*TASK TO CARRY OUT:*
Substitute "status board" for "lineup board" everywhere in the records below, and reproduce every line otherwise unchanged.

*PROVIDED ENTRIES:*
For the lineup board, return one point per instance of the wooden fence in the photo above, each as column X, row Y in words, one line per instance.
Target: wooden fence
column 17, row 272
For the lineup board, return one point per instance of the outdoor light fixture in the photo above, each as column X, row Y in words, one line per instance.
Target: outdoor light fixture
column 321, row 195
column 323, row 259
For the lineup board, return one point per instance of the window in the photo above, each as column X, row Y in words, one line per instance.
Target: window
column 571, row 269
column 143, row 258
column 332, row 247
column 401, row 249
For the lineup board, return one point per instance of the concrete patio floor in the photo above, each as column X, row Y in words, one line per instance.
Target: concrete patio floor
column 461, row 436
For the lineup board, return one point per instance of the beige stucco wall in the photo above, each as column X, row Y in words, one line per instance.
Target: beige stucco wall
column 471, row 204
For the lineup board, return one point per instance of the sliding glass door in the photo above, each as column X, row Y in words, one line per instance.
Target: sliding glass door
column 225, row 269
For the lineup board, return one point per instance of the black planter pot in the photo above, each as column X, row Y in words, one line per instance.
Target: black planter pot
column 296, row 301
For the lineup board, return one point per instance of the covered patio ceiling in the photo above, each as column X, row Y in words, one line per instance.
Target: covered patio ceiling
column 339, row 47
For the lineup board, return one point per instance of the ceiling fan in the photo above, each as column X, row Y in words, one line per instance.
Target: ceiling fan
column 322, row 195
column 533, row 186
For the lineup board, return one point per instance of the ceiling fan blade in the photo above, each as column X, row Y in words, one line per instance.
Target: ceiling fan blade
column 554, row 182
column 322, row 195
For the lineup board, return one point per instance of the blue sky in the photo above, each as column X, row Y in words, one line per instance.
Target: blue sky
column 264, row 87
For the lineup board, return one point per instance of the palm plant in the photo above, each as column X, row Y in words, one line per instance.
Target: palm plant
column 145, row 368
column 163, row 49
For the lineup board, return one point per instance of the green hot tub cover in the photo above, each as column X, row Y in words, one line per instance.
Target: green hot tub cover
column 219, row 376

*TASK ANSWER:*
For the status board, return one point per instance of the wooden fence in the photo above, each as column X, row Y in words, one line per instance.
Target: wooden fence
column 17, row 272
For the status board, return one point per instance of the outdoor light fixture in the photo above, each as column X, row Y in words, one line per instance.
Target: outdoor light fixture
column 321, row 195
column 323, row 259
For the status board, return one point per instance of the window in the photo above, each as column X, row Y in words, one line per instance.
Target: window
column 571, row 269
column 143, row 258
column 332, row 247
column 401, row 249
For the status board, return one point per instance of the concrete patio floor in the photo above, each as column X, row Y in words, one line per instance.
Target: concrete patio floor
column 461, row 436
For the status board, return one point per instance of the beige stucco wall in the photo above, each as column X, row Y in words, one line per instance.
Target: beige stucco wall
column 471, row 204
For the status board, return one point per instance of the sliding glass door in the photo above, each as column X, row Y in words, one line per instance.
Target: sliding glass door
column 225, row 269
For the status board, return one point per instance of the black planter pot in the photo above, each as column X, row Y in words, one line per instance.
Target: black planter pot
column 296, row 301
For the status board, return one point per instance of the covered patio ceiling in the photo above, each as column X, row Y in words, one line per instance.
Target: covered patio ceiling
column 339, row 47
For the status board, return one point per instance of the ceiling fan in the photo above, each as column X, row Y in words, one line per instance.
Target: ceiling fan
column 322, row 195
column 533, row 186
For the status board, return one point per instance of the ceiling fan blade in the photo above, each as column X, row Y in words, one line per instance.
Target: ceiling fan blade
column 554, row 182
column 322, row 195
For the status board, return one point per instance of the blue sky in the photo above, each as column X, row Y in words, one line per instance.
Target: blue sky
column 264, row 87
For the status board, return one point per instance of the palm plant in the photo above, each as column X, row Y in words, one line per instance.
Target: palm plant
column 145, row 368
column 163, row 49
For the status board, return one point per instance of the green hot tub cover in the photo above, each as column X, row Y in words, one line per instance.
Target: green hot tub cover
column 219, row 376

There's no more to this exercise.